**Problem to work on**: Quote every line from the top of the listing down to and including the line that contains "Task: the pointer indicates each instance of the railing".

>>

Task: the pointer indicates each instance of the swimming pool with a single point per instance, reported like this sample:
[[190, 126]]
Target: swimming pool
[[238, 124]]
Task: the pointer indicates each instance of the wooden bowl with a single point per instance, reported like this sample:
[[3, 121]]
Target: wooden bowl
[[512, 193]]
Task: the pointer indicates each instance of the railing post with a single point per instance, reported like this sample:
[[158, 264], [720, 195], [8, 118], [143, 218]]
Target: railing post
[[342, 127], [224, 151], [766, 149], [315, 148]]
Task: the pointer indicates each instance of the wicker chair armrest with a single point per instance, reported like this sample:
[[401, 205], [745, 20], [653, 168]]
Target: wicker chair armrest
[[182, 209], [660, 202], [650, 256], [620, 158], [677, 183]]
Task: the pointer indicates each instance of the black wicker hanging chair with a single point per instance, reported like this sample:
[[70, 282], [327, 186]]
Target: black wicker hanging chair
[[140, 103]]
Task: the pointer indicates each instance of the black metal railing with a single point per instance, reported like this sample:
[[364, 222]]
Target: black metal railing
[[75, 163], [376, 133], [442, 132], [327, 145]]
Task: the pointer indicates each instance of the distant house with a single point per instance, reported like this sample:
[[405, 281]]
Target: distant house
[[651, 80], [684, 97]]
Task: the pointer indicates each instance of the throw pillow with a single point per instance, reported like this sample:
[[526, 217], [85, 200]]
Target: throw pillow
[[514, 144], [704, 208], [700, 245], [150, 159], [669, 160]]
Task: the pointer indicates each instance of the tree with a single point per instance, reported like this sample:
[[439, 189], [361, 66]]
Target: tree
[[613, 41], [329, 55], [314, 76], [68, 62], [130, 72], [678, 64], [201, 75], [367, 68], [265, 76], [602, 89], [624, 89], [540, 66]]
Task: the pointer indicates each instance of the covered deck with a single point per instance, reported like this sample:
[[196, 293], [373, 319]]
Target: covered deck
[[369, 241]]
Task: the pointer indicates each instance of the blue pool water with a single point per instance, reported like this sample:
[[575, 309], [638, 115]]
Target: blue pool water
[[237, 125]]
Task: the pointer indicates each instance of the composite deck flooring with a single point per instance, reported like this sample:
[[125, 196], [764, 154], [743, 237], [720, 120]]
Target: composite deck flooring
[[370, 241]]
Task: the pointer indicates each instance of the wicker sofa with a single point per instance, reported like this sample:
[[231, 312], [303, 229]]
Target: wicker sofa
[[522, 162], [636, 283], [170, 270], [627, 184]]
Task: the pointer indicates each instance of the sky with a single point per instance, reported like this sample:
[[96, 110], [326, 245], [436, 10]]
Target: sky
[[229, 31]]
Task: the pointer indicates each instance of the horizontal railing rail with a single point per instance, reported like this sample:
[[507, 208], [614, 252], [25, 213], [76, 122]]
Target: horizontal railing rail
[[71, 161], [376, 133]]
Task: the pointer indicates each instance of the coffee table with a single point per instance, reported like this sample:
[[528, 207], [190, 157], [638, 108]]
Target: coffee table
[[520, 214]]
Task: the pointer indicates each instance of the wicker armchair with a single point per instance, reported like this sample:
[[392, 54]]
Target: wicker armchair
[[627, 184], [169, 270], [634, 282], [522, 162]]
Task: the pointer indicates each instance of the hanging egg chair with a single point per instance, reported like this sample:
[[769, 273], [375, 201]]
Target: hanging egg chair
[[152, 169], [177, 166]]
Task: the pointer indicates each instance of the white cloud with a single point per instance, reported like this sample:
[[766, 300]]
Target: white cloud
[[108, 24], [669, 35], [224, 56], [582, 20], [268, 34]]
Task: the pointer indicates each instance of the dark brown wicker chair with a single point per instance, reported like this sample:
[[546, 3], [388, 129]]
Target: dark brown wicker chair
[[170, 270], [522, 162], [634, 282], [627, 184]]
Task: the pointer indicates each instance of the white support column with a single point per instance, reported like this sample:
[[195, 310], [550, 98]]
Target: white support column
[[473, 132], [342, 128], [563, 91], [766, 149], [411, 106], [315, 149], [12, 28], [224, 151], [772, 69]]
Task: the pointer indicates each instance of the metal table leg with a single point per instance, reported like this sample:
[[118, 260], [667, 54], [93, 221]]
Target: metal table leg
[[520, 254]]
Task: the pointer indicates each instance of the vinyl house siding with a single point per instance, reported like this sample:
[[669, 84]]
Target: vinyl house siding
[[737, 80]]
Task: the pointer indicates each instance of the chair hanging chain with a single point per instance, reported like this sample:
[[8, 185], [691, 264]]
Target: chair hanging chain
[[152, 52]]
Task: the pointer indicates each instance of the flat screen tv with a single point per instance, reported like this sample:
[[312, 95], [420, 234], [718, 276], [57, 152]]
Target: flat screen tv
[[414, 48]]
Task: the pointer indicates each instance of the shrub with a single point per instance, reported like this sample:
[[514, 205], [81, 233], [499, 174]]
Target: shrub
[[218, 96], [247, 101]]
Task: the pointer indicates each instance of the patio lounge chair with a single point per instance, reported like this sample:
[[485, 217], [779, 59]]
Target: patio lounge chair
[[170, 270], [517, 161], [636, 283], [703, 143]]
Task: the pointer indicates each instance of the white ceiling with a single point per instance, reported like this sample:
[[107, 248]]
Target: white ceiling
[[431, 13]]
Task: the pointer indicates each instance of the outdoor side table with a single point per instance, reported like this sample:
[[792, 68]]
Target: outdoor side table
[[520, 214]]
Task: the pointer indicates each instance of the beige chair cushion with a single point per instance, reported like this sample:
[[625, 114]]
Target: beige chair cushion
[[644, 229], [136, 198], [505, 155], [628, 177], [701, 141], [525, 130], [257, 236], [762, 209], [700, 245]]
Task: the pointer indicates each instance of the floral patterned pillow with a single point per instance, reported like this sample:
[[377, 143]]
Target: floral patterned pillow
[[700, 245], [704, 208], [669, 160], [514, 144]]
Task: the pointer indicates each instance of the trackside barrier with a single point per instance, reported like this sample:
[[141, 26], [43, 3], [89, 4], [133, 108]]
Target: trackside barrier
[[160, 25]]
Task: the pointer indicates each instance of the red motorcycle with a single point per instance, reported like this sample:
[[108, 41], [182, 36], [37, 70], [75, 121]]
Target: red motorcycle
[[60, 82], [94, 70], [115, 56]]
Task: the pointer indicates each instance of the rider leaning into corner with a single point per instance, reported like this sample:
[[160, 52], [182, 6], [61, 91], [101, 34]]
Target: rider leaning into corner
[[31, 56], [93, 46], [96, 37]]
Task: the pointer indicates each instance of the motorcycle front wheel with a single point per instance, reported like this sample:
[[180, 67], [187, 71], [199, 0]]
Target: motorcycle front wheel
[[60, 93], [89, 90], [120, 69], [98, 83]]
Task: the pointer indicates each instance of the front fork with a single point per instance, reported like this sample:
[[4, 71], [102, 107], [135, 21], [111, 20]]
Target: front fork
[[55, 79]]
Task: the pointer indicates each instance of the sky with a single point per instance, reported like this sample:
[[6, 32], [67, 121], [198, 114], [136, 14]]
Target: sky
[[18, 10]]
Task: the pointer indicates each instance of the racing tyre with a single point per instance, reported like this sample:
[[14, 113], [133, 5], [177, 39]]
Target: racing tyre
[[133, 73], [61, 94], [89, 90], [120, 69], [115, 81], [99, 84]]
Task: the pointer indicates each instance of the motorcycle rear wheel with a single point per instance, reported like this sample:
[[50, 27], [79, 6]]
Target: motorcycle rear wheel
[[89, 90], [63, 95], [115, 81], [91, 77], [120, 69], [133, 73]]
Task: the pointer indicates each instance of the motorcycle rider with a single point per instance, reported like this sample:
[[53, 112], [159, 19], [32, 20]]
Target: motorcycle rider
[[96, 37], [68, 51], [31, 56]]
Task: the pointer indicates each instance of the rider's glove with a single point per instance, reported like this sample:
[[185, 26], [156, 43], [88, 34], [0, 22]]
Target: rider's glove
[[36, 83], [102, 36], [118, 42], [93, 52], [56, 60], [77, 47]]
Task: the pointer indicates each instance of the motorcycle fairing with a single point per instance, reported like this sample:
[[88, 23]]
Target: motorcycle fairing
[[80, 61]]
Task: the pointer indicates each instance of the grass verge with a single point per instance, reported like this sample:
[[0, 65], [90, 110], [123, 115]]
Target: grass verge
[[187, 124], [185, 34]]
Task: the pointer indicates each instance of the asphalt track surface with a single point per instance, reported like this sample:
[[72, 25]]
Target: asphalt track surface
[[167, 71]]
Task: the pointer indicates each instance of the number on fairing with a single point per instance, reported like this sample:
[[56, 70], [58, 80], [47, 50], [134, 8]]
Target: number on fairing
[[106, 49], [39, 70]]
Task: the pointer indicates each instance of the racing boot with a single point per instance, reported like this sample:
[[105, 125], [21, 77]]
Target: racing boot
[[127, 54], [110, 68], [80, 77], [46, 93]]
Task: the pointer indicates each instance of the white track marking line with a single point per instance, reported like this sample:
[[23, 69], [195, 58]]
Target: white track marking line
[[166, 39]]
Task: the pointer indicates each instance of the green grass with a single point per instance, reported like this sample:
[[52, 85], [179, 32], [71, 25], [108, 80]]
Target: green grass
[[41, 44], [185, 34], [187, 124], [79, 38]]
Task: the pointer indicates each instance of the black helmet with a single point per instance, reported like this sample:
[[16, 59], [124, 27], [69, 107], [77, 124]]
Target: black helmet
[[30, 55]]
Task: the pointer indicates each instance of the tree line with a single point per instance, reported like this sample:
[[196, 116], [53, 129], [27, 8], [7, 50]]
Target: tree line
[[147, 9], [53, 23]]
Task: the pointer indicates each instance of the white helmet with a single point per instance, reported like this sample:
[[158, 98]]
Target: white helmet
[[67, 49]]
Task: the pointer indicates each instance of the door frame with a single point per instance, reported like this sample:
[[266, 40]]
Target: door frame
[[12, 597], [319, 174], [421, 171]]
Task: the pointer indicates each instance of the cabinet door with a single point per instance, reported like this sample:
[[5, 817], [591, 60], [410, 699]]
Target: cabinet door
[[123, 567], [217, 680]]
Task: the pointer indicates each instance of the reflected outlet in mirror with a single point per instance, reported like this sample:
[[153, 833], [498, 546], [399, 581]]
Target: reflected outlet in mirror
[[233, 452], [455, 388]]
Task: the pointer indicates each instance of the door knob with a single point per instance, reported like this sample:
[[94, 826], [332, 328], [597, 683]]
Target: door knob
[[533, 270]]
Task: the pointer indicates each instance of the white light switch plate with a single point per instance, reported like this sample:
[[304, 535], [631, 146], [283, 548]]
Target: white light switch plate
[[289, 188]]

<<

**Finished exercise**:
Task: the pointer indicates each instance of the swimming pool with a single point per instance, reported like this sample:
[[190, 126]]
Target: swimming pool
[[238, 124]]
Task: the pointer indicates each instance of the wooden bowl with a single point per instance, reported like this sample:
[[3, 121]]
Target: wooden bowl
[[512, 193]]
Task: the pointer indicates each instance of the railing post with a single point per instance, reported like this sample:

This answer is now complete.